*TEXT PROVIDED*
● ● ● ● ● ● ●
Fourth Court of Appeals San Antonio, Texas MEMORANDUM OPINION No. 04-14-00292-CV

TEXAS DEPARTMENT OF PUBLIC SAFETY, Appellant

v.

Ricardo Guadalupe TENORIO, Appellee

From the County Court at Law No. 1, Webb County, Texas Trial Court No. 2013CVK001755C1 Honorable Alvino (Ben) Morales, Judge Presiding

Opinion by: Patricia O. Alvarez, Justice

Sitting: Rebeca C. Martinez, Justice Patricia O. Alvarez, Justice Luz Elena D. Chapa, Justice

Delivered and Filed: December 17, 2014

REVERSED AND RENDERED

Appellant Texas Department of Public Safety appeals the trial court’s grant of Appellee

Ricardo Guadalupe Tenorio’s petition for expunction of all records and files relating to his arrest

for misdemeanor deadly conduct. On appeal, the Department argues the trial court erred in

interpreting the expunction statute to allow the destruction of records of individual offenses, as

opposed to records of the arrest. Because Tenorio failed to prove the statutory requirements of

the Texas Code of Criminal Procedure article 55.01(a), we reverse the trial court’s order

granting the petition for expunction. 04-14-00292-CV

FACTUAL BACKGROUND

On May 12, 2000, Tenorio was arrested for failure to stop and give information and a class A

misdemeanor deadly conduct charge. On June 26, 2001, Tenorio entered a plea for failure to stop and

give information. The trial court assessed a punishment of one year confinement in the Webb

County Jail and a fine in the amount of $300.00. The imposition of the sentence was suspended

and Tenorio was placed on probation for two years. As a result of the plea, the deadly conduct

charge was dismissed.

On August 27, 2013, Tenorio filed a petition to expunge the misdemeanor deadly conduct

charge. See TEX. CODE CRIM. PROC. ANN. art. 55.01(a)(2) (West Supp. 2014). In his petition,

Tenorio averred that he was “tried and convicted for the offense, but subsequently pardoned

on January 17, 2003[,] based on actual innocence.” The trial court granted the petition on

November 12, 2013, and this appeal ensued.

RESTRICTED APPEAL

A. Filed within Six Months

The notice of appeal in a restricted appeal must be filed within six months of the trial

court’s signed judgment. TEX. R. APP. P. 26.1(c). Here, the Order of Expunction was signed by

the trial court on November 12, 2013, and the Department filed its notice of restricted appeal on

April 28, 2014, approximately five and one-half months later. Accordingly, the Department met

the first requirement for raising a restricted appeal. See TEX. R. APP. P. 30; Tex. Dep’t of Pub.

Safety v. Foster, 398 S.W.3d 887, 890 (Tex. App.—Dallas 2013, no pet.).

B. Party to the Underlying Action

The Department must also show that it was a party to the underlying action and that it did

not participate in the hearing that resulted in the judgment complained of, and “did not timely file

-2- 04-14-00292-CV

a postjudgment motion or request for findings of fact and conclusions of law.” See TEX. R. APP.

P. 30; Alexander v. Lynda’s Boutique, 134 S.W.3d 845, 848 (Tex. 2004).
● ● ● ● ● ● ●
*WHAT TO WORK ON*
1. Transcribe the court opinion between "FACTUAL BACKGROUND" and "charge was dismissed.", inclusive.
2. Continue the court opinion from where it stops.

*GIVEN ENTRIES*
● ● ● ● ● ● ●
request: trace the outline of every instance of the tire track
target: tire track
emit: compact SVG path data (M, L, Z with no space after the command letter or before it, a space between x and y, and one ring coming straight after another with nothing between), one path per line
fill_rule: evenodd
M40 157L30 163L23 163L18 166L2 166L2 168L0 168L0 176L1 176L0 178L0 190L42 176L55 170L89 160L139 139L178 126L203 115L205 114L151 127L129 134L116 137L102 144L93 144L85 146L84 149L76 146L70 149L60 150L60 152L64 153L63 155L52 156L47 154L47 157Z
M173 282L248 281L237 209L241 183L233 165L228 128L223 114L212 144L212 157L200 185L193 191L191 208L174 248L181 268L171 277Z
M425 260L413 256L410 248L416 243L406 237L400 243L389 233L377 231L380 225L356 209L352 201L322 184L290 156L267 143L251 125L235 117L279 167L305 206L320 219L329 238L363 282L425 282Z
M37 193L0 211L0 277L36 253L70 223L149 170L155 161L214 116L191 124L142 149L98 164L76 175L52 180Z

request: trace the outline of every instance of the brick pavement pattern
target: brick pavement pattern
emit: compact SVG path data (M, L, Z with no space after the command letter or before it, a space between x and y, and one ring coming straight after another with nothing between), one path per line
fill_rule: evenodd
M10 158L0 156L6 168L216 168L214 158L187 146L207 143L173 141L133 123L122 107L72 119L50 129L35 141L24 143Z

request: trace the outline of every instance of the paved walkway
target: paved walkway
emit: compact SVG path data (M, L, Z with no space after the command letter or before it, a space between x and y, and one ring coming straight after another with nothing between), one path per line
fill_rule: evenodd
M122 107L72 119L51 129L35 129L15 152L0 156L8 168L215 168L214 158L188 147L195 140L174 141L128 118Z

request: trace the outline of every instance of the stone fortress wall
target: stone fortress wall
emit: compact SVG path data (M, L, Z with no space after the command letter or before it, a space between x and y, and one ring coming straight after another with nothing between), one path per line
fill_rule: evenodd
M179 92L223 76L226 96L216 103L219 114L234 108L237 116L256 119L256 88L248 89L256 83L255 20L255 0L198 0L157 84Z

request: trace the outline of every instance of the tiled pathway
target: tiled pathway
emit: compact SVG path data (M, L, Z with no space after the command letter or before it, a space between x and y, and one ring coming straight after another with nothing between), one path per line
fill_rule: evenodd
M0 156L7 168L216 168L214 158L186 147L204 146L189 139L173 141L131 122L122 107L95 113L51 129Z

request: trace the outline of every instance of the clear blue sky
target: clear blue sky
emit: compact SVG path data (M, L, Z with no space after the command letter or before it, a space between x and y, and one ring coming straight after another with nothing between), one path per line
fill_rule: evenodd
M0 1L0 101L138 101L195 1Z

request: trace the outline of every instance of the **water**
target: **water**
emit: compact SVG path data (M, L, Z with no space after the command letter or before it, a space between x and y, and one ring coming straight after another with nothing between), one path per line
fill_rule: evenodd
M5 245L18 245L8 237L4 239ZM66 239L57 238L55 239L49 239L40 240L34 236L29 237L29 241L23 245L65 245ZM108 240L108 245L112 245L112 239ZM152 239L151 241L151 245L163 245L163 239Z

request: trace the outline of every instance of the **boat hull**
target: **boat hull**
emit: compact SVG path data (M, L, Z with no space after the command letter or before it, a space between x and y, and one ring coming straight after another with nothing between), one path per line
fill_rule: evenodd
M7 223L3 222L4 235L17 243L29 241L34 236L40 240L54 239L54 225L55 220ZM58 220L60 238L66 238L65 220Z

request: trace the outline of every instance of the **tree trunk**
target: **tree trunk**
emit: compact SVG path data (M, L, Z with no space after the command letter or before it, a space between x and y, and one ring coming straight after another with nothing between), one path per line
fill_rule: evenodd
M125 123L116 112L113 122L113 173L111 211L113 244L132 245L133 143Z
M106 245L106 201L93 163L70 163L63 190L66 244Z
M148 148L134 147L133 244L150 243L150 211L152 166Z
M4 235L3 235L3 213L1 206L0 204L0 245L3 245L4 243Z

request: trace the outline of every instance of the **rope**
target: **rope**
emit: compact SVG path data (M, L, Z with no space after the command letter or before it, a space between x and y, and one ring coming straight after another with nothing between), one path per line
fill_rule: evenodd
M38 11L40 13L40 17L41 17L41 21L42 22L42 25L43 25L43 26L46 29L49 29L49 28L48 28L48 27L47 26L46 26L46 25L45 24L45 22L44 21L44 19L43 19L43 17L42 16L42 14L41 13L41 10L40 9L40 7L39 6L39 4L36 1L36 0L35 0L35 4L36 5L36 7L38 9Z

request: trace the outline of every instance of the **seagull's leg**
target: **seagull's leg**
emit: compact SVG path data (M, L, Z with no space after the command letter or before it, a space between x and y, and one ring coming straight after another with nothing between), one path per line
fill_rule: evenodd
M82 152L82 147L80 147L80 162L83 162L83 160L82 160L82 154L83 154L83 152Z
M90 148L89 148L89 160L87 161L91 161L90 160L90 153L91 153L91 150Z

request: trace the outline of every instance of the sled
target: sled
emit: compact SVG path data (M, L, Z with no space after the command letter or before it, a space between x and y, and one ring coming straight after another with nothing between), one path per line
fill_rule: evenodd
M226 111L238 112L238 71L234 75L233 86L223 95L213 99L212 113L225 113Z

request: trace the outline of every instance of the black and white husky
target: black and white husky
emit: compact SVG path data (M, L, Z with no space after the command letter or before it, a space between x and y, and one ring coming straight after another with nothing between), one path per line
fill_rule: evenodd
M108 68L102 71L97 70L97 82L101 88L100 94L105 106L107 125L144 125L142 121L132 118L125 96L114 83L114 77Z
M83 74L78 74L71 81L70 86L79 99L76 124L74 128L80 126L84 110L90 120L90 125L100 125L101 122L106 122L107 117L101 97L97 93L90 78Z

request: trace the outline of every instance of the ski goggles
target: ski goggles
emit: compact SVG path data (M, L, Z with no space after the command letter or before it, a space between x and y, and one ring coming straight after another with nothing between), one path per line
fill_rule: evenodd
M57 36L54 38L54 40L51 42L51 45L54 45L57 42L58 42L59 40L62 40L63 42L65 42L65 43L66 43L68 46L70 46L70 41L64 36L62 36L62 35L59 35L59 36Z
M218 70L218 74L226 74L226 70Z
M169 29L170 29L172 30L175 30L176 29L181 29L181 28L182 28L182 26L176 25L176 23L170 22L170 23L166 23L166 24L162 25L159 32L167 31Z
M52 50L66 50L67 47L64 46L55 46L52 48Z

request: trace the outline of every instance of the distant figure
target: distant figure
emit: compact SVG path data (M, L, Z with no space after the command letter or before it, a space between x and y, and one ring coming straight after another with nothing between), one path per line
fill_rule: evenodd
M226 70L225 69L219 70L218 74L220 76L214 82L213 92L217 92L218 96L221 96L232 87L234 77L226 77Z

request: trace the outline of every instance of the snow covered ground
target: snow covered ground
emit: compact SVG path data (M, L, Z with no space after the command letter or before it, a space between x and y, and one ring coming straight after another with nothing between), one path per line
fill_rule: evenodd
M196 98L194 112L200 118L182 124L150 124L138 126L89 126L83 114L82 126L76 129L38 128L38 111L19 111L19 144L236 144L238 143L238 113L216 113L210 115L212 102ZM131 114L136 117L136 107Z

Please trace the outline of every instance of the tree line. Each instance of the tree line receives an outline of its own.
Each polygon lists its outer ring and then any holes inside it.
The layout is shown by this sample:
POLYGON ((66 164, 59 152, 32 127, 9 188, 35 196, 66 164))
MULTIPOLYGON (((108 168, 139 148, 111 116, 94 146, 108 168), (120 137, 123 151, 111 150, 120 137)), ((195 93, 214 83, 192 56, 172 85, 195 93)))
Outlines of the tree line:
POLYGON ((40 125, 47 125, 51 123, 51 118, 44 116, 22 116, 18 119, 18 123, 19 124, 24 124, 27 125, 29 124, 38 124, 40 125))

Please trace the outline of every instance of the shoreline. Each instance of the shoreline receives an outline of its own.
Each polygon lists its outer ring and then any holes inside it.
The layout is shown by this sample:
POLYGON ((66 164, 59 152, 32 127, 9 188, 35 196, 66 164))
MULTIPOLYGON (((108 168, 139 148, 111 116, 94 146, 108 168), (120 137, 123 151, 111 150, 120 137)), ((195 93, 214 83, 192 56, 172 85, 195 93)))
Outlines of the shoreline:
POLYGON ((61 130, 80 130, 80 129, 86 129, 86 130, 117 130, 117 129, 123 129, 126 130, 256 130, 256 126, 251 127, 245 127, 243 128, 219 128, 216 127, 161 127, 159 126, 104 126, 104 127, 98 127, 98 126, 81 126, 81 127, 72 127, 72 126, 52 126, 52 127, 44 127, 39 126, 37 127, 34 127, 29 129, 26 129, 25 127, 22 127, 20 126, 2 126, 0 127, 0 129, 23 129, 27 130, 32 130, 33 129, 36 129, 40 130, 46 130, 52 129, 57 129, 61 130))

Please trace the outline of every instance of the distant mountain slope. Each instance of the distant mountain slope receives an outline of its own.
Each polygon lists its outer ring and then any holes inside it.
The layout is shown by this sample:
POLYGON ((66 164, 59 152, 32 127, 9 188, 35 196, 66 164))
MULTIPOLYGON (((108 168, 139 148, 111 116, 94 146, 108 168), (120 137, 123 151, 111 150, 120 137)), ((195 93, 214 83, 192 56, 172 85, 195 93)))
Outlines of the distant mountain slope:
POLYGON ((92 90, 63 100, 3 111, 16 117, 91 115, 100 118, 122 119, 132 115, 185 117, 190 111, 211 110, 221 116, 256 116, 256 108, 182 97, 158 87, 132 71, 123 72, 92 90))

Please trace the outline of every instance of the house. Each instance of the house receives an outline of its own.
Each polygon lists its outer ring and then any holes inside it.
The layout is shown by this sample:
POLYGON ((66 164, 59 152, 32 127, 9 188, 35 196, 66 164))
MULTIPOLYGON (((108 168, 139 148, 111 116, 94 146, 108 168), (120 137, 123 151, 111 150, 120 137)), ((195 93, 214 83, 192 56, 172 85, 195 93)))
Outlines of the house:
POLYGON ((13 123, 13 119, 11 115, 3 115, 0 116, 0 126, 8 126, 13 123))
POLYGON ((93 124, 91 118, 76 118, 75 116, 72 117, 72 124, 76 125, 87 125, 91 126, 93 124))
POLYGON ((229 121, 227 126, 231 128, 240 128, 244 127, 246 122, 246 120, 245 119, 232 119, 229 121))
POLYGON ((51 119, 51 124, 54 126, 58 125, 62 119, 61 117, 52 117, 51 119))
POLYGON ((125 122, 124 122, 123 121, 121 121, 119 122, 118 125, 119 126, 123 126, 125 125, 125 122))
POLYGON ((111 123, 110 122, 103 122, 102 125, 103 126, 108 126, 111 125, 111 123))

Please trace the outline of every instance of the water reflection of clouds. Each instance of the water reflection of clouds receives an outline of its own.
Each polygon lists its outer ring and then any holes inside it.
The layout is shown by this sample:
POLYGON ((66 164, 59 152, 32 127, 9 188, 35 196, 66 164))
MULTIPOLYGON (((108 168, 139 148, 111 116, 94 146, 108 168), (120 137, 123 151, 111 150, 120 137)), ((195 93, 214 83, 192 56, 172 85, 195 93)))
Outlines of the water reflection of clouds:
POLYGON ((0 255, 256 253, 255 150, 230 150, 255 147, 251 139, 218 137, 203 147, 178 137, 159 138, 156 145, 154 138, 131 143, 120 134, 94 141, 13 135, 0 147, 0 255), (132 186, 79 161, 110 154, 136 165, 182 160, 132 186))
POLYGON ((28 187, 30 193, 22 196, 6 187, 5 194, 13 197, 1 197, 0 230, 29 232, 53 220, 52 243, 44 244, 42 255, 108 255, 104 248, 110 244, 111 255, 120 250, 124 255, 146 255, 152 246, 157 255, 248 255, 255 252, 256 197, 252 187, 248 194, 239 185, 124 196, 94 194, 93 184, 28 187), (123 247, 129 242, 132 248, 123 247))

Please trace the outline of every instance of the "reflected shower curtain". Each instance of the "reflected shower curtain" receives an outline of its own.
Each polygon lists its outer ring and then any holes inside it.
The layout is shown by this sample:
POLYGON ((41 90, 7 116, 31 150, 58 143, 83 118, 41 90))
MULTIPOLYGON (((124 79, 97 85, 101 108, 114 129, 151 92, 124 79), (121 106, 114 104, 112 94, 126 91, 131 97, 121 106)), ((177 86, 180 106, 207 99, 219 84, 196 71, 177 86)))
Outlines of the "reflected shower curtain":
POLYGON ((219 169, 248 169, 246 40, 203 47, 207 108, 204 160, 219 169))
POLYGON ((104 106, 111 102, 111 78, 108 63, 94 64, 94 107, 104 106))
● ● ● ● ● ● ●
*ANSWERS PER TASK*
1.
FACTUAL BACKGROUND

On May 12, 2000, Tenorio was arrested for failure to stop and give information and a class A

misdemeanor deadly conduct charge. On June 26, 2001, Tenorio entered a plea for failure to stop and

give information. The trial court assessed a punishment of one year confinement in the Webb

County Jail and a fine in the amount of $300.00. The imposition of the sentence was suspended

and Tenorio was placed on probation for two years. As a result of the plea, the deadly conduct

charge was dismissed.

2.
“An agency protesting the expunction may appeal the court’s decision in the same manner

as in other civil cases.” TEX. CODE CRIM. PROC. ANN. art. 55.02, § 3(a). “All law enforcement

agencies [including the Texas Department of Public Safety] that may have records a petitioner

wants expunged are entitled to be represented by counsel at an expunction hearing.” Foster, 398

S.W.3d at 890 (citing TEX. CODE CRIM. PROC. ANN. art. 55.02, § 2(c–1) (West Supp. 2012));

accord Tex. Dep’t of Pub. Safety v. Jacobs, 250 S.W.3d 209, 210 (Tex. App.—Dallas 2008, no

pet.)).

Tenorio’s petition was filed on August 27, 2013. The Department filed an answer on

October 15, 2013. Although the District Attorney filed a waiver regarding notice of the hearing,

the Department did not file any such waiver. The Department was a party, but it did not participate

in person or through counsel at the hearing or file any post-judgment motions. The Department

thus fulfilled the requirement set forth in rule 30. See TEX. R. APP. P. 30; Foster, 398 S.W.3d at

890.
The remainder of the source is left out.